## Sayfa alıntısı

──────────────────────────────

Tasavvuf (Arapça: تَصَوُّف tasawwuf, Farsça: تصوف tasavvof,) Fransızca ve İngilizce Sufism veya Sûfîlik (Arapça: صُوفِية sufiyya, Farsça: صوفیگری sufigari), İslam inancında insanın akıl yoluyla erişemediği ilahî hakikatlere ve gayb âlemine ait hakikatlere manevi latifelerle ulaşma yolu olarak bilinmektedir.
Arapçada tasavvuf kelimesinin hangi kökten geldiği konusunda iki görüş bulunmaktadır. Bir görüşe göre saflaşma anlamında "safâ" kökünden; başka bir görüşe göre ise yün elbise giyinme anlamında "suf" kökünden geldiği kabul edilmektedir. Hz. Peygamberin evinin yanında Suffe denilen mekânda kalarak eğitim gören ve kendilerine Ashab-ı Suffe denilen sahabelerden dolayı da bu ismin kullanıldığı görüşü de tasavvuf çevresince kabul görmüştür.[1]
Sufizm'in tanımı gerek İslam ve gerekse İslam öncesi yaşamış olan mutasavvıflarca farklı şekillerde yapılmıştır. Bu tanımlardan birine göre, Sufizm, insanın akıl yoluyla erişemediği ilahî hakikatleri ve gayb âlemine ait hakikatleri manevi latifelerle arama yoludur. Tarih boyunca tasavvufun hedefi insanı manen ve ruhen kâmil hale getirmek yani insan-ı kâmil yetiştirmektir. İslam inanışına göre, ise Sufizm kişiliği kötü huylardan temizleyip, ruhu pak edip, olgunluk ve kemale erme yoludur.[2]
Tasavvuf insanın kendisini keşfetme yoludur. “Ben kimim? Nerden geliyorum? Ve nereye gideceğim?” sorularına sufizm yoluyla cevap bulabilmenin yolu olarak kabul edilebilir.

──────────────────────────────

## Kayıtlı veriler
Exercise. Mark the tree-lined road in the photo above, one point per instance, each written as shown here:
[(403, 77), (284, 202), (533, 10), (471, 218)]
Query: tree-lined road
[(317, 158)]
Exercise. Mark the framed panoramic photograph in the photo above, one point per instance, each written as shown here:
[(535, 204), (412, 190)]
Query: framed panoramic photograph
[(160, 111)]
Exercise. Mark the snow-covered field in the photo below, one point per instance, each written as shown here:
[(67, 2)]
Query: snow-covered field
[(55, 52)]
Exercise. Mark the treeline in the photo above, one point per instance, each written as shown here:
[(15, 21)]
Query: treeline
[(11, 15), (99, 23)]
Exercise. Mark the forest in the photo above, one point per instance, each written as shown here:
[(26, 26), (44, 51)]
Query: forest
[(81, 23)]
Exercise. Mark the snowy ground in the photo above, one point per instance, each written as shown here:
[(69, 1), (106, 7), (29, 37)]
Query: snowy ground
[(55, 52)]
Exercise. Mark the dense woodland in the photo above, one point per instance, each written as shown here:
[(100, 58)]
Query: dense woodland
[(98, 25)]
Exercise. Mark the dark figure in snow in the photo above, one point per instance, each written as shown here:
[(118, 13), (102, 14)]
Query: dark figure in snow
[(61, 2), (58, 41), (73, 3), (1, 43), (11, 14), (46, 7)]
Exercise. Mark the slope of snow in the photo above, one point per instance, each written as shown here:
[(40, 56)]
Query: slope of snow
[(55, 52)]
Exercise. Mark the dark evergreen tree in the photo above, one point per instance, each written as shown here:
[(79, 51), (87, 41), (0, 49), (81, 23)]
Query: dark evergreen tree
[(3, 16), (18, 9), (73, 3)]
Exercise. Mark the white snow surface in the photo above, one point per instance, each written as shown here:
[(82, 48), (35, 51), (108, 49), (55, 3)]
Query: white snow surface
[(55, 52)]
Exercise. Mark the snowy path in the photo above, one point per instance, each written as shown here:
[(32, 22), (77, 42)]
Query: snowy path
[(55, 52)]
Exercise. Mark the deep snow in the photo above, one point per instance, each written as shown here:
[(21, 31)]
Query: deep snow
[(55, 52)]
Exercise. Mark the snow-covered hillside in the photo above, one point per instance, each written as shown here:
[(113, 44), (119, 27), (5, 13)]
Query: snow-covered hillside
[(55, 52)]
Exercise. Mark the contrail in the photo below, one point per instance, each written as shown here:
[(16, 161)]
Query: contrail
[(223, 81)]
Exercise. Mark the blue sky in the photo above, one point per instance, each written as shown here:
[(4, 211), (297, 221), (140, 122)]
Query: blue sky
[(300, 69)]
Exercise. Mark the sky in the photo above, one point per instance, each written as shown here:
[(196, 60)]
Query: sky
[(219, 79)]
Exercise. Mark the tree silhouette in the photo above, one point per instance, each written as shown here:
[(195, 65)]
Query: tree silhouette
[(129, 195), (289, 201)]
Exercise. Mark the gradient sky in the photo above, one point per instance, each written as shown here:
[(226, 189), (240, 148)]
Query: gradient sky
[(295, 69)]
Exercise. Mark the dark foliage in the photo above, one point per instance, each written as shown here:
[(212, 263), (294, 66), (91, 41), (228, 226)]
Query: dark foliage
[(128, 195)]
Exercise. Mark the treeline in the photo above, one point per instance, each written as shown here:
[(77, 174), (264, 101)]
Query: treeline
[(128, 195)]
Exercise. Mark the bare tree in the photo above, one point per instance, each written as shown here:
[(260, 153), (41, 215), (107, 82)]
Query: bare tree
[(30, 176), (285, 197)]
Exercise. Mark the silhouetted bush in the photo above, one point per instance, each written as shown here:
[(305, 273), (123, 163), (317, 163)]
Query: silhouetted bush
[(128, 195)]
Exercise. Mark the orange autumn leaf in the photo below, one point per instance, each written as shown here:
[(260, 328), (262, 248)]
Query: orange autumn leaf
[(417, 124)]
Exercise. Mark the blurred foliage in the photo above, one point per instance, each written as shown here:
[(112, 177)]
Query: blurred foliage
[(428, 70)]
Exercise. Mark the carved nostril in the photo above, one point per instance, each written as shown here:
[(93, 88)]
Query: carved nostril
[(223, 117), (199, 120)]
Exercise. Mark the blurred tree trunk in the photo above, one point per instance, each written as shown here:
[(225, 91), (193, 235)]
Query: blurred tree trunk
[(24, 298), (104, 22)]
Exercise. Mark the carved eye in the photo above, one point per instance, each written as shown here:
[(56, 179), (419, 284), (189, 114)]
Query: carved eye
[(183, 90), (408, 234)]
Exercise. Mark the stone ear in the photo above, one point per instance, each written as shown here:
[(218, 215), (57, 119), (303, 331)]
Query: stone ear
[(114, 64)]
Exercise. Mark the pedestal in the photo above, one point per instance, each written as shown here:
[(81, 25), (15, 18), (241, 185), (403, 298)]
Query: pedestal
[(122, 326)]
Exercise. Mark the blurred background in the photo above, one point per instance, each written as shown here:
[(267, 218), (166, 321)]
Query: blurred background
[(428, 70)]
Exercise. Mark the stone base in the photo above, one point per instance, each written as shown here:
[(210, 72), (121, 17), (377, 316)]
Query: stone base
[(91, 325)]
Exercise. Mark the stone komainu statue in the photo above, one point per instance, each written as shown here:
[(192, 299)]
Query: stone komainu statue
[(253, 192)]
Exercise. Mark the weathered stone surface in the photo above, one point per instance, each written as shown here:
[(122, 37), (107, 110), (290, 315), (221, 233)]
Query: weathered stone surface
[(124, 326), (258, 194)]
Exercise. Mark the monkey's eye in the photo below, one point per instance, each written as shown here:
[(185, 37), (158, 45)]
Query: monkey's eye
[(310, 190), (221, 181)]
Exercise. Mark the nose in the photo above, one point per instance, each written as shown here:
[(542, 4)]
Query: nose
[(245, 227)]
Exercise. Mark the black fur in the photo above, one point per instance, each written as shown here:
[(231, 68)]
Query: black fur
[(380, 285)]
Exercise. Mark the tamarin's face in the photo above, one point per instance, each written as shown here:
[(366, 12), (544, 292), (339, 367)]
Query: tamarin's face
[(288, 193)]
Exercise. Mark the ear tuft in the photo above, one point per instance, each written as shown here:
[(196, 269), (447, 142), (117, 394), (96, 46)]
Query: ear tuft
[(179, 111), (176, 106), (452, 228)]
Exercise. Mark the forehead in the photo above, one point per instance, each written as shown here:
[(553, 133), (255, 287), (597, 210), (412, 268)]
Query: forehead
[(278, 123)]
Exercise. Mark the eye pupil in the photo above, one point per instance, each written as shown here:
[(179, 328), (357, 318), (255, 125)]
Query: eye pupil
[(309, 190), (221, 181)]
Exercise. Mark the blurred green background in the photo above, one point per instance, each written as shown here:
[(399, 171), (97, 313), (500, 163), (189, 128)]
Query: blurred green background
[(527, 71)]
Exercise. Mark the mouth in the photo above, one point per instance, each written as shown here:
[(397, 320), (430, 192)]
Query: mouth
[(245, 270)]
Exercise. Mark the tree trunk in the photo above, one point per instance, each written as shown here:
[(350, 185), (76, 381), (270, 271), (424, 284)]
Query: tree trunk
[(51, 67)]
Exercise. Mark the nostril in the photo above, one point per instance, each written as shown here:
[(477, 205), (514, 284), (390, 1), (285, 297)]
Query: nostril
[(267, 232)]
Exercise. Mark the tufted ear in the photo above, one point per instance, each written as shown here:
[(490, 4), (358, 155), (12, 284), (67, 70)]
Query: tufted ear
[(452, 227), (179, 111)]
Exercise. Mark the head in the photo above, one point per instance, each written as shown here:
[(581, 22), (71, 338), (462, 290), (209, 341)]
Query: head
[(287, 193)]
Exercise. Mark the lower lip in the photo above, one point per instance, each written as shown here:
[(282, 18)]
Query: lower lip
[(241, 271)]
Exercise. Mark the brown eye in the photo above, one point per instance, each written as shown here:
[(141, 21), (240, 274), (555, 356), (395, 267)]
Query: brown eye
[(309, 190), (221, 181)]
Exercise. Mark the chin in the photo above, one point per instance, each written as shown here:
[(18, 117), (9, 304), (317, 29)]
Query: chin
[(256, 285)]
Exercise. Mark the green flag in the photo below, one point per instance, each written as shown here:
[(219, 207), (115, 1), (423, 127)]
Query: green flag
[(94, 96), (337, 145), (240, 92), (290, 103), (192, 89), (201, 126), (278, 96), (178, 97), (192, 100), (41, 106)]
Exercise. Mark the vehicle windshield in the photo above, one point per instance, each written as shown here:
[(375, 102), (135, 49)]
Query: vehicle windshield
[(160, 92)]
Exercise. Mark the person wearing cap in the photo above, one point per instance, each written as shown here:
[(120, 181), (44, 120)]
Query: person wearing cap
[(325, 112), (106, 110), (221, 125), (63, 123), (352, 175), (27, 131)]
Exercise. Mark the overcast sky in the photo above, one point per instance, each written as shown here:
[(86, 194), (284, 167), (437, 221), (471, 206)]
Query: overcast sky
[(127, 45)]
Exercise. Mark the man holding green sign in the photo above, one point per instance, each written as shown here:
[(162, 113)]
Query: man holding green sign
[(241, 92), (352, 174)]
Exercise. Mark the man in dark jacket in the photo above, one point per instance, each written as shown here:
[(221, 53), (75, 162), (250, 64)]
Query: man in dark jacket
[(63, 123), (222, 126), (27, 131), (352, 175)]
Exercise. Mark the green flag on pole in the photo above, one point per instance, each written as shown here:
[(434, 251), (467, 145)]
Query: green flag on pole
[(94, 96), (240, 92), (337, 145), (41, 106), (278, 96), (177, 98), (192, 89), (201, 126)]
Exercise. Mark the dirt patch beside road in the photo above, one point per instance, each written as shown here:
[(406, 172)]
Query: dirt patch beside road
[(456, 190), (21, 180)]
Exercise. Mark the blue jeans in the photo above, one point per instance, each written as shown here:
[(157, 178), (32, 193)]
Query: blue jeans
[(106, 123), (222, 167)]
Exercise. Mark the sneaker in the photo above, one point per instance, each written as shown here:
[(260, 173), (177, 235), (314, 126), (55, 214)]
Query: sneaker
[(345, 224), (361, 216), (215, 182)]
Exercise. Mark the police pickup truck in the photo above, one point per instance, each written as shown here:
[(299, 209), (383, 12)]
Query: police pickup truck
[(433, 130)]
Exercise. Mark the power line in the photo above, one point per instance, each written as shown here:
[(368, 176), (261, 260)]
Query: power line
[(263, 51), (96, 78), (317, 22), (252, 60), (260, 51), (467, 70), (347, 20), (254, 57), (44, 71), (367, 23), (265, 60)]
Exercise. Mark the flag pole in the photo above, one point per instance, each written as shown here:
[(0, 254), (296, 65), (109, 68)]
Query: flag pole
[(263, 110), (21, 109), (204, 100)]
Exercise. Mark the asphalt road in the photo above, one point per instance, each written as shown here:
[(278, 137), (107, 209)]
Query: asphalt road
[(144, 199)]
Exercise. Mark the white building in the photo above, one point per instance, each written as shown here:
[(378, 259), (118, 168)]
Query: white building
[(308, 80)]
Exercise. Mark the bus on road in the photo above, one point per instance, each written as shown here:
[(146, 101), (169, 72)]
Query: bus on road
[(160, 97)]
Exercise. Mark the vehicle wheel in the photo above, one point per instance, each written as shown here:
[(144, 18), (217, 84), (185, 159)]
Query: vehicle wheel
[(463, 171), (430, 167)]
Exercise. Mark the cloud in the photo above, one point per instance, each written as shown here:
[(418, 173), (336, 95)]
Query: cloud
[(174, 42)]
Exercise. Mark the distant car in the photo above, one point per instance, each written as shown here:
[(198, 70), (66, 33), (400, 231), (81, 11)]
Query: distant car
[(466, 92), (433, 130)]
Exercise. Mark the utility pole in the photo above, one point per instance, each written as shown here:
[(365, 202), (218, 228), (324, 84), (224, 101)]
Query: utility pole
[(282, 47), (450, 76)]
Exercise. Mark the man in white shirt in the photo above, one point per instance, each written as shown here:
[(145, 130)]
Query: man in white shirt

──────────────────────────────

## Görev A
Tasavvuf metnindeki "Tasavvuf insanın kendisini keşfetme yoludur." cümlesini İngilizceye çevirin.
## Görev B
Tasavvuf metnini iki cümleyle özetleyin.
## Görev C
Şu ifadeler tasavvuf metniyle uyuşuyor mu? Her biri için evet ya da hayır deyin ve metinde buna karar veren sözleri aynen aktarın. (i) Tasavvuf kelimesinin kökü konusunda tek bir görüş vardır. (ii) Ashab-ı Suffe, Hz. Peygamberin evinin yanındaki Suffe denilen mekânda kalarak eğitim gören sahabelerdir. (iii) Tarih boyunca tasavvufun hedefi insan-ı kâmil yetiştirmektir.

## Cevap A
Sufism is the way for a person to discover themselves.

## Cevap B
Tasavvuf, İslam inancında insanın akıl yoluyla erişemediği ilahî hakikatlere ve gayb âlemine ait hakikatlere manevi latifelerle ulaşma yolu olarak bilinir. Kelimenin "safâ" ya da "suf" kökünden geldiği düşünülen tasavvufun tarih boyunca hedefi, insanı manen ve ruhen kâmil hale getirmektir.

## Cevap C
(i) Hayır: "Arapçada tasavvuf kelimesinin hangi kökten geldiği konusunda iki görüş bulunmaktadır."
(ii) Evet: "Hz. Peygamberin evinin yanında Suffe denilen mekânda kalarak eğitim gören ve kendilerine Ashab-ı Suffe denilen sahabelerden"
(iii) Evet: "Tarih boyunca tasavvufun hedefi insanı manen ve ruhen kâmil hale getirmek yani insan-ı kâmil yetiştirmektir."